Reproduce the items that follow, substituting "commas" for each occurrence of "single spaces" and leaving everything else unchanged.

-------- Entries shown --------

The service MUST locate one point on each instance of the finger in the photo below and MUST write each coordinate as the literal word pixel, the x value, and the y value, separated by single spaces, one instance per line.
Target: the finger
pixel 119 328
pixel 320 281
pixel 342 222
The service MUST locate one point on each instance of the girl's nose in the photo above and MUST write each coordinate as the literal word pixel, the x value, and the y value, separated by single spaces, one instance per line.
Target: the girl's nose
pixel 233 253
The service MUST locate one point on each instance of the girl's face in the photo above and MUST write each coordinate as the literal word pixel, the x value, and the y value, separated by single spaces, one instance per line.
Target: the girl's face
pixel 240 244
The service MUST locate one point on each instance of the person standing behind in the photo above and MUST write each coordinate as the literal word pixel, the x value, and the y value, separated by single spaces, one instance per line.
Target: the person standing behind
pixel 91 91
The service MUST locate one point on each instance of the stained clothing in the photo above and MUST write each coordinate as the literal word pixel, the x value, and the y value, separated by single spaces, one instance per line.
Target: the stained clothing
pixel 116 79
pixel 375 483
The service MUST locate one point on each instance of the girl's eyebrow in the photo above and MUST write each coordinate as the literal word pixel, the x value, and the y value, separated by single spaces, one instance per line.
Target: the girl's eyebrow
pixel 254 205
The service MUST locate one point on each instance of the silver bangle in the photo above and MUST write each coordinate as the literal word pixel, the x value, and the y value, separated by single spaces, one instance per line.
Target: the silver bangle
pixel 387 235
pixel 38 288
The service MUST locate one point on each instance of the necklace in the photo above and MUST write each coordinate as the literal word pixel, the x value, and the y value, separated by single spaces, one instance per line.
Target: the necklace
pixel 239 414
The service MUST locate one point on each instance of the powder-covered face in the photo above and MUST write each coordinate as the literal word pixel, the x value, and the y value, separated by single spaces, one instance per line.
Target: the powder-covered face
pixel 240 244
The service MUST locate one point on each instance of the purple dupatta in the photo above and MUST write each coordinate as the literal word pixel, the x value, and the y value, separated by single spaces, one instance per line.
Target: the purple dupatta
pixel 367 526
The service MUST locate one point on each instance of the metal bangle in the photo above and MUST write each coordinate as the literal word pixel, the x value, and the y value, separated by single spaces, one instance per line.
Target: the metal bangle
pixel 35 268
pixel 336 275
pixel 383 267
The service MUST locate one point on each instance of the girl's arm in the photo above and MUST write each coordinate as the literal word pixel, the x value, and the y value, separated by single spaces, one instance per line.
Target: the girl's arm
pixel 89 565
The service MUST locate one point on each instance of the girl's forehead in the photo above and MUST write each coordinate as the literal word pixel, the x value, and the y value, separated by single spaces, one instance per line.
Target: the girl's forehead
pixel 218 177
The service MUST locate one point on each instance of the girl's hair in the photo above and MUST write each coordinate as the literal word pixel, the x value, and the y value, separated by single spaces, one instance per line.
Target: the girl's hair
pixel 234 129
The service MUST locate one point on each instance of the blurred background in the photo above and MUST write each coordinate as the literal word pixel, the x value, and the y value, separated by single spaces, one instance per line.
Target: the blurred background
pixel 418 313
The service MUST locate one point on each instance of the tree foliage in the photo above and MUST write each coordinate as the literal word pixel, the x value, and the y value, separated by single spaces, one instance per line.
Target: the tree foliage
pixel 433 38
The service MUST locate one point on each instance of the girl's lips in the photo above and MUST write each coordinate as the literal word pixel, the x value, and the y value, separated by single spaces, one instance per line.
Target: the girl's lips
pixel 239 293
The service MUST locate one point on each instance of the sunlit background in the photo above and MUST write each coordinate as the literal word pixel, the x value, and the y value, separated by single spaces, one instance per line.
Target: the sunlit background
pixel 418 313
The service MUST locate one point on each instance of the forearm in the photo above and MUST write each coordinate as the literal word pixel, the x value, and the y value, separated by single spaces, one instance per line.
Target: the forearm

--------

§ **The answer**:
The service MUST locate one point on each instance of the finger in the photo below and MUST write each coordinate as the literal word pixel, the x value, and the y value, separated by commas, one instance per line.
Target: the finger
pixel 119 328
pixel 320 281
pixel 342 222
The service MUST locate one point on each instance of the girl's nose in the photo above and MUST write each coordinate as the literal word pixel, the x value, and the y value, separated by commas, one instance per line.
Target: the girl's nose
pixel 233 253
The service MUST locate one point on each instance of the girl's face in the photo above and MUST write each coordinate as the literal word pixel, the x value, and the y value, separated by commas, one instance per line.
Target: the girl's face
pixel 240 244
The service MUST locate one point on each instance of the person standing behind in the photo above and MUST write each coordinate as the literal word pixel, the x value, and the y value, separated by commas, one instance per line.
Target: the person standing behind
pixel 91 91
The service MUST locate one point on each instance of the stained clothing in the photo above and MUST write each coordinate as the literal word pixel, the x value, and the y value, separated by commas, one instance per line.
Target: the stained clothing
pixel 116 79
pixel 375 483
The service MUST locate one point on each instance of the girl's eyebrow in the photo above and MUST write each coordinate as the literal word pixel, the x value, and the y value, separated by commas, one instance per line.
Target: the girl's eyebrow
pixel 254 205
The service MUST locate one point on each instance of the silver bangle in the photo above and MUST write each coordinate as the literal word pixel, the x value, and the y value, separated by commas, one instance per line.
Target: the silver bangle
pixel 387 235
pixel 38 288
The service MUST locate one point on each instance of the necklace in the photo above and MUST write each coordinate as the literal word pixel, the x value, and the y value, separated by commas, one instance per line.
Target: the necklace
pixel 239 414
The service MUST locate one point on each instance of the powder-covered face in the photo above and MUST write each coordinate as the literal word pixel, the x value, and the y value, separated by commas, one instance per line.
Target: the powder-covered face
pixel 240 244
The service MUST locate one point on each instance of the purple dupatta in the photo above and MUST write each coordinate as the literal word pixel, the x value, and the y value, separated by commas, one instance per line.
Target: the purple dupatta
pixel 367 526
The service MUST locate one point on each instance of the metal bangle in the photo above and MUST write each coordinate as the literal word pixel, the x value, and the y value, separated by commas, one instance per line.
Target: the metal bangle
pixel 35 268
pixel 336 275
pixel 383 267
The service MUST locate one point on each instance of the girl's arm in the photo above and MUST write each coordinate as the literal word pixel, the x value, and the y value, separated by commas, one instance per line.
Target: the girl's arm
pixel 89 565
The service MUST locate one point on each instance of the girl's forehead in the photo above and MUST write each coordinate as the literal word pixel, the x value, and the y value, separated by commas, one instance per line.
Target: the girl's forehead
pixel 218 177
The service MUST locate one point on each instance of the girl's hair in the photo above and MUST write each coordinate as the literal word pixel, the x value, and the y value, separated by commas, one instance per line.
Target: the girl's hair
pixel 234 129
The service MUST locate one point on each instance of the blurred background in the photo above and MUST write each coordinate as the literal word pixel, the x value, and the y value, separated by commas, one instance per line.
Target: the blurred background
pixel 418 313
The service MUST locate one point on each instance of the tree foliage in the photo above and MUST write each coordinate as the literal word pixel, the x value, and the y value, separated by commas, one instance per line.
Target: the tree foliage
pixel 433 38
The service MUST locate one point on each instance of the girl's lips in the photo above and MUST write each coordinate as the literal word pixel, the x value, and the y value, separated by commas, one instance per line.
Target: the girl's lips
pixel 239 293
The service MUST locate one point on each instance of the sunlit background in the photo above and MUST write each coordinate as the literal word pixel, the x value, and the y value, separated by commas, one instance per line.
Target: the sunlit background
pixel 418 313
The service MUST locate one point on each instance of the forearm in the photo above and MUST write each coordinate as the literal word pixel, the x value, and the y value, separated by commas, one instance per line.
Target: the forearm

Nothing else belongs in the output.